Jenkins also shares a story about how right after her daughter was born, they visited her husband’s job, and his co-worker took notice of a loving interaction between father and daughter.

“I come in, bring the baby, we talk,” she says. “Hubby would play with the baby for a while because she was a daddy’s girl. And the [co-worker] told me one day, ‘I don’t want to offend you, but I never knew Black parents loved their children’…When we’re dealing with Black people and Black love, we’re dealing with people who have no clue.”

Quinn seems to have taken at least some responsibility for her past comments. In a 2023 interview with Slate, she admits she spoke “awkwardly about race” at the 2017 panel and wasn’t completely articulate with her thoughts.

“The last thing I ever want to do is whitewash history in a way that removes Black people from spaces where they actually were,” she told culture writer Nadira Goffe. “And so, I really thought at the time that it would be disrespectful to try to go into history and pretend that these terrible things had not happened.”

To be honest, I hold a certain level of ambivalence to her response, and I can’t shake the fact that authors like Jenkins haven’t been afforded the same treatment within the media industry. I prod Jenkins for her thoughts on this. Is she frustrated that her books haven’t received the same adaptive treatment? Does she get impatient waiting for it to happen? Short answer, no.

STUDY MATERIAL:
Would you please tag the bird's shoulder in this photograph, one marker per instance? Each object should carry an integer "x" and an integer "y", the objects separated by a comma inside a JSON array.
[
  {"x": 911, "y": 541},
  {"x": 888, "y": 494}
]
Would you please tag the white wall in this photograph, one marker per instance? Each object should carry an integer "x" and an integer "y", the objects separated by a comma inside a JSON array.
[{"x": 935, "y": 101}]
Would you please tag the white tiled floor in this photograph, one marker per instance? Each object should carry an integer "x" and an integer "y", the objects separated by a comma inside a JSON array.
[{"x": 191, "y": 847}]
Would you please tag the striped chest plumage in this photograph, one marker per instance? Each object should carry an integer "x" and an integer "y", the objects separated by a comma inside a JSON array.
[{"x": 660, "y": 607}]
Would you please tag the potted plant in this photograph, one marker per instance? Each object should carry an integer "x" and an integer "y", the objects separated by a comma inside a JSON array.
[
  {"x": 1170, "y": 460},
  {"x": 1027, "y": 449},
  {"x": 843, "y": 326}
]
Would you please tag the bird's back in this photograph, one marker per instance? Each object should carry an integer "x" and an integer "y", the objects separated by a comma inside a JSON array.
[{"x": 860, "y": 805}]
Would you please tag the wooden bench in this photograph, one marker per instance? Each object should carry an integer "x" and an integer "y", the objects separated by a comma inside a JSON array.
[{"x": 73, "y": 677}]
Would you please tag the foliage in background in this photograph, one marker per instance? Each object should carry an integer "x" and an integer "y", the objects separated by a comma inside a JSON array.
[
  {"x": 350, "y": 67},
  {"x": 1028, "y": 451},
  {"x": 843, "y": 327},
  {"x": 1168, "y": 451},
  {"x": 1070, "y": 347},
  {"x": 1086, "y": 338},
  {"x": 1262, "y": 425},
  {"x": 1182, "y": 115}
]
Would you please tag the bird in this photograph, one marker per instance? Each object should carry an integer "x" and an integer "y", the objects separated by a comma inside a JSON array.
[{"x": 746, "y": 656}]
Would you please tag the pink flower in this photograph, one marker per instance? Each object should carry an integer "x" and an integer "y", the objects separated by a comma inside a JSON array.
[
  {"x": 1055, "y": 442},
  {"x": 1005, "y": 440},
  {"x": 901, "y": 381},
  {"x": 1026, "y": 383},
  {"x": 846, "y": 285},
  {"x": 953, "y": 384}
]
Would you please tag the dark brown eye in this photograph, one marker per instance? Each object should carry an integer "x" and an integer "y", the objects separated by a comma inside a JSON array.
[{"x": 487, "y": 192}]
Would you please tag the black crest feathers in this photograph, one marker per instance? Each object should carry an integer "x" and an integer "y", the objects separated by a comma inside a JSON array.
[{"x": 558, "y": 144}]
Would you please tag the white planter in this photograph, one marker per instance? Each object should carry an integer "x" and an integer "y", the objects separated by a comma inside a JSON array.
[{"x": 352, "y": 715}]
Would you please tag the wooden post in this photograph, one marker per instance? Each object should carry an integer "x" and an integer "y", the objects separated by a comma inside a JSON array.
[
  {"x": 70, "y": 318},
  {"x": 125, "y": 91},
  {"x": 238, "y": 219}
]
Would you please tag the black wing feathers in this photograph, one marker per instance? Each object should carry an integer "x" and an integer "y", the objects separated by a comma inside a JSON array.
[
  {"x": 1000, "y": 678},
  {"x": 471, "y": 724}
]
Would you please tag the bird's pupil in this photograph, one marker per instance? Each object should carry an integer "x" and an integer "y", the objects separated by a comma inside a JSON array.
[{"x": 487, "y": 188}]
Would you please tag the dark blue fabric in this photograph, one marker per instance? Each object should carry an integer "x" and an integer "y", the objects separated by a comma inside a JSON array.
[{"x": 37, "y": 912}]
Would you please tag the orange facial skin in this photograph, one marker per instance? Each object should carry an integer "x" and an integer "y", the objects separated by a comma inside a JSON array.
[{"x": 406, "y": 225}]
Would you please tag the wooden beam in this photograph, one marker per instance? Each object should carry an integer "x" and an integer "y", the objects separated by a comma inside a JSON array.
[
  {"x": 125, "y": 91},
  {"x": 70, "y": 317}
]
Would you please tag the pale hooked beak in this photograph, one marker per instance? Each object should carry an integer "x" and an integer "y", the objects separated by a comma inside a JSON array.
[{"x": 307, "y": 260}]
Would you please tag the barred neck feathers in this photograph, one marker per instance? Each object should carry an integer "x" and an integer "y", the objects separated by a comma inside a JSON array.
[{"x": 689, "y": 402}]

PROBLEM DETAILS:
In the excerpt about Jenkins and Quinn, which writer did Quinn speak to in her 2023 Slate interview? The items here come from a different source than the excerpt.

WRITTEN REPLY:
Culture writer Nadira Goffe.